*Task:* Can you render the records below as a numbered list, starting at the line that contains "like (424, 77)." and ending at the line that contains "(1188, 108)", with both of those lines included and blank lines left out?

Stored dataset items
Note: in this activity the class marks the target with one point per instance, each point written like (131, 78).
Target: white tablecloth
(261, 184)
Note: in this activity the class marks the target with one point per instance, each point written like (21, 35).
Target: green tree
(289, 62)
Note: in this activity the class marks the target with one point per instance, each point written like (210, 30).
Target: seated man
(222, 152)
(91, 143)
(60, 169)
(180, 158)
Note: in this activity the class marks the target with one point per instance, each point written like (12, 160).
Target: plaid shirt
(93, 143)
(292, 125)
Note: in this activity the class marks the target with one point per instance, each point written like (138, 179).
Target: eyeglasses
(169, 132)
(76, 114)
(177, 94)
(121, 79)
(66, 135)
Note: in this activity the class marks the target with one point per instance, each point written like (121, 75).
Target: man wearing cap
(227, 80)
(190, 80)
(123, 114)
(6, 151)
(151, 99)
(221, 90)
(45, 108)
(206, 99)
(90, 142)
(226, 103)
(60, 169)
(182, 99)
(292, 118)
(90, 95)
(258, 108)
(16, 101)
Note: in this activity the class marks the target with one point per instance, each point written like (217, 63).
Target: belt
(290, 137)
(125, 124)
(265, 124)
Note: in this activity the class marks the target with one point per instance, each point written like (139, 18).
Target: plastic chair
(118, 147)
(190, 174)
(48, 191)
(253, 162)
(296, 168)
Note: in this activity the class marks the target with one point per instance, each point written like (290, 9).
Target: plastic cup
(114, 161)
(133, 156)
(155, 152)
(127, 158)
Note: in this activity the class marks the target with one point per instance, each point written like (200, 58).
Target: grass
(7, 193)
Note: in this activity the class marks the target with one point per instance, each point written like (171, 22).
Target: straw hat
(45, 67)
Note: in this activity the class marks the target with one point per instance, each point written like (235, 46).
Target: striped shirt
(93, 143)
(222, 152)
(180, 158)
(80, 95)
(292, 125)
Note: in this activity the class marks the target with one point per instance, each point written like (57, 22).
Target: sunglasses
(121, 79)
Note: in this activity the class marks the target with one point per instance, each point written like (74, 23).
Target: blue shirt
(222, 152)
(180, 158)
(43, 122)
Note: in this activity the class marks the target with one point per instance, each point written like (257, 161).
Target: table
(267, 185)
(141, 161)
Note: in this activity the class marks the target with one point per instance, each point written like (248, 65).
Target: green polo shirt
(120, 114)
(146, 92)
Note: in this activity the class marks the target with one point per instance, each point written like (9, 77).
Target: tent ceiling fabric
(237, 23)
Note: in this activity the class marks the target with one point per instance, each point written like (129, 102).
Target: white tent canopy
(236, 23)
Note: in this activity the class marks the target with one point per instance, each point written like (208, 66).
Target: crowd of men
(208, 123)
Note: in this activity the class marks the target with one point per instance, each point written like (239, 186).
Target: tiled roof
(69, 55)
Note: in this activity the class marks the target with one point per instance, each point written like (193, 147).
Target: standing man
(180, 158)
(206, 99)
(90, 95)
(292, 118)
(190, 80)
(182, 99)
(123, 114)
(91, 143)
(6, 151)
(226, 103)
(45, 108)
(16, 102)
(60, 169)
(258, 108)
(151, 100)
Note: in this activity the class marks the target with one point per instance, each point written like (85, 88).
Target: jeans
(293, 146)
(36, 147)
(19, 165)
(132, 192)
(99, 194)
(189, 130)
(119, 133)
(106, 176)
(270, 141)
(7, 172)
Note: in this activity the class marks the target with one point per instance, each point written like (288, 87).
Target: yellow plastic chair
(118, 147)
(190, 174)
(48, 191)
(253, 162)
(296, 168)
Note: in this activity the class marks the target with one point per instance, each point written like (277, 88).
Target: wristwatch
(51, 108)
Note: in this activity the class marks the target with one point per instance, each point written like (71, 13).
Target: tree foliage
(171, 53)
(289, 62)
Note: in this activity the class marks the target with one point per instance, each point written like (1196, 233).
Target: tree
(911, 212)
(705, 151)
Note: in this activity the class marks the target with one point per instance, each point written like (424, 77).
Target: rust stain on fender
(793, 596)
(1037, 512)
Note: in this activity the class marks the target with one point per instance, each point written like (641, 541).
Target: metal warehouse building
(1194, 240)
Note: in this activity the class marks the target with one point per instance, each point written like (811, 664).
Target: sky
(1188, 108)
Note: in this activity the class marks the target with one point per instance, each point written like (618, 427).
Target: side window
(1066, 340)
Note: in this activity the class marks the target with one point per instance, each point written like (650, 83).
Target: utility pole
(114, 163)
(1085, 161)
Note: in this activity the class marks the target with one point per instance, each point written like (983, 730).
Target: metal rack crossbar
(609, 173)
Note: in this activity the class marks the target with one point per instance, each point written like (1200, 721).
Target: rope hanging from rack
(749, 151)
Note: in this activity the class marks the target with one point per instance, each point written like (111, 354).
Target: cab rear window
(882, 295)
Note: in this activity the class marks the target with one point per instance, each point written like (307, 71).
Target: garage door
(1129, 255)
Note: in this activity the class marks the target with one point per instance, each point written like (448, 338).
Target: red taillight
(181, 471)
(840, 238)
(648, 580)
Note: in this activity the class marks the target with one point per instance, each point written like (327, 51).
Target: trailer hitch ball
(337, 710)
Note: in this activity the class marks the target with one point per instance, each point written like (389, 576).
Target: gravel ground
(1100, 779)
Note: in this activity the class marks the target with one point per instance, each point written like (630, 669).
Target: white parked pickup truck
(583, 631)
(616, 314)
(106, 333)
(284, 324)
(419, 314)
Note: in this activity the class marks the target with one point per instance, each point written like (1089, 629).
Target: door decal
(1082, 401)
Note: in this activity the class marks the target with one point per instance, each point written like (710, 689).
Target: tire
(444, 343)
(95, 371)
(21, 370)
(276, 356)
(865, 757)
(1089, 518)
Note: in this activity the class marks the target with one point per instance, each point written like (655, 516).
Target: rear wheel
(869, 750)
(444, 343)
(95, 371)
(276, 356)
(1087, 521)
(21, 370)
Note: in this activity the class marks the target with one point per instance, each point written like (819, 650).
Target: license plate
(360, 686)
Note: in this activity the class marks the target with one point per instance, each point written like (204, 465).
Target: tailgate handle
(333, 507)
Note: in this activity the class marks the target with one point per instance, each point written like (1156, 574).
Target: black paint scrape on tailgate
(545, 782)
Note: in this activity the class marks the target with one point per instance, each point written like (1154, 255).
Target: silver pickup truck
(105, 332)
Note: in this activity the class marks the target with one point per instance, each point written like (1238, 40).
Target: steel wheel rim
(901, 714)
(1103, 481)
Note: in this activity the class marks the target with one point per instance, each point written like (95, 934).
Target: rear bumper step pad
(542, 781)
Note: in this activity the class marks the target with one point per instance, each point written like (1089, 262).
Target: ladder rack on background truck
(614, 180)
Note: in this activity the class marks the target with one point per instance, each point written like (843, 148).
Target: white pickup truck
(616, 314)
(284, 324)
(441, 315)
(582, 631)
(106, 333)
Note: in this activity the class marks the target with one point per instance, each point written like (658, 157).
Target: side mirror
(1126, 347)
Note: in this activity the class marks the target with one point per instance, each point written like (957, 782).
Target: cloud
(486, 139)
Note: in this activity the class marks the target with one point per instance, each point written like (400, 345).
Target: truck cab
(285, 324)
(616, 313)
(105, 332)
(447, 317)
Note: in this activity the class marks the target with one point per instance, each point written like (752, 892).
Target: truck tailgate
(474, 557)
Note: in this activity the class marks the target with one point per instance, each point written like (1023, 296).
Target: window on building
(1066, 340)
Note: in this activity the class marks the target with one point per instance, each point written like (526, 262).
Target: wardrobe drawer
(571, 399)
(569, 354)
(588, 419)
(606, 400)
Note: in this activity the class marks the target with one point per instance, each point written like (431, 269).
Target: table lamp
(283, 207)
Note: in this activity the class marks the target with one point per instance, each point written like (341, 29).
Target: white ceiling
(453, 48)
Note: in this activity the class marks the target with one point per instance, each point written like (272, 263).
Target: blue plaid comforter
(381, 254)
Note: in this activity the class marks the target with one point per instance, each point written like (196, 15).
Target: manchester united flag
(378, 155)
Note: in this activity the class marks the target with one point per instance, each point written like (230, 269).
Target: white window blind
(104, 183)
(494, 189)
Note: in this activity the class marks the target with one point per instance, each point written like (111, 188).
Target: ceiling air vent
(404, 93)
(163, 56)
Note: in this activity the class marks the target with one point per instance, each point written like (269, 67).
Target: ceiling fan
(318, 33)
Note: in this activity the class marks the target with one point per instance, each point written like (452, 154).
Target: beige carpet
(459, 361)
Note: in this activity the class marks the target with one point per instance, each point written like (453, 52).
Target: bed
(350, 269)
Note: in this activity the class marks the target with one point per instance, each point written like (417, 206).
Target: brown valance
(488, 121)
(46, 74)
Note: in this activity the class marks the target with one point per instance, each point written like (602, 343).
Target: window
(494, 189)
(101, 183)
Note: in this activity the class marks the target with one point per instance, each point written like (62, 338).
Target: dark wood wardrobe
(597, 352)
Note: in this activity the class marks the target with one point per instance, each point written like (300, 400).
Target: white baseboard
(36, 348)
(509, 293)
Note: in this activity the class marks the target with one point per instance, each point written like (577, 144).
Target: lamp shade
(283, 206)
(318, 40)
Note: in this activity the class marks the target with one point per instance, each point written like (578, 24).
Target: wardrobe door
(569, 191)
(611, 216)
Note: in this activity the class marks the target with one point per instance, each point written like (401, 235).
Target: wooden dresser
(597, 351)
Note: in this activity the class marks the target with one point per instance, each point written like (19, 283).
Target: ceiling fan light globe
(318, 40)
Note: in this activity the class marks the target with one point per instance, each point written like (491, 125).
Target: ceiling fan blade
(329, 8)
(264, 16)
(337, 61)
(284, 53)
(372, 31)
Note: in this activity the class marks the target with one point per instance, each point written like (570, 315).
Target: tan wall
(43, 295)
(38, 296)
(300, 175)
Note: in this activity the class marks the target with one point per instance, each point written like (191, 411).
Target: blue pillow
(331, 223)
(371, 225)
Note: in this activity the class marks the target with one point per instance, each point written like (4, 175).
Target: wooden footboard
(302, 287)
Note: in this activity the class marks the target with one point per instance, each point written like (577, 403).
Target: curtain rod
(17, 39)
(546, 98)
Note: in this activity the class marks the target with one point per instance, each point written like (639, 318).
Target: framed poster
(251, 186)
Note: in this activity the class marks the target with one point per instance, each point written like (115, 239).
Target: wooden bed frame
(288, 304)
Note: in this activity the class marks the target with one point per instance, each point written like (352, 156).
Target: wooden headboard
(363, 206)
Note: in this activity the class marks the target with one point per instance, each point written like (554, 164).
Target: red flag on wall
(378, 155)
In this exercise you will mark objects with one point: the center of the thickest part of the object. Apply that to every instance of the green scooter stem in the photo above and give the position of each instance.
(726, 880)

*Output:*
1. Note: in this activity the class marks the target with one point per instance, each point written like (424, 77).
2. Target: rust stain on fender
3. (793, 596)
4. (1037, 512)
5. Note: in this activity the class marks the target with one point per instance, each point written like (641, 541).
6. Target: metal warehouse building
7. (1194, 240)
8. Note: in this activity the class marks the target with one point per instance, each point written like (811, 664).
9. Target: sky
10. (1188, 108)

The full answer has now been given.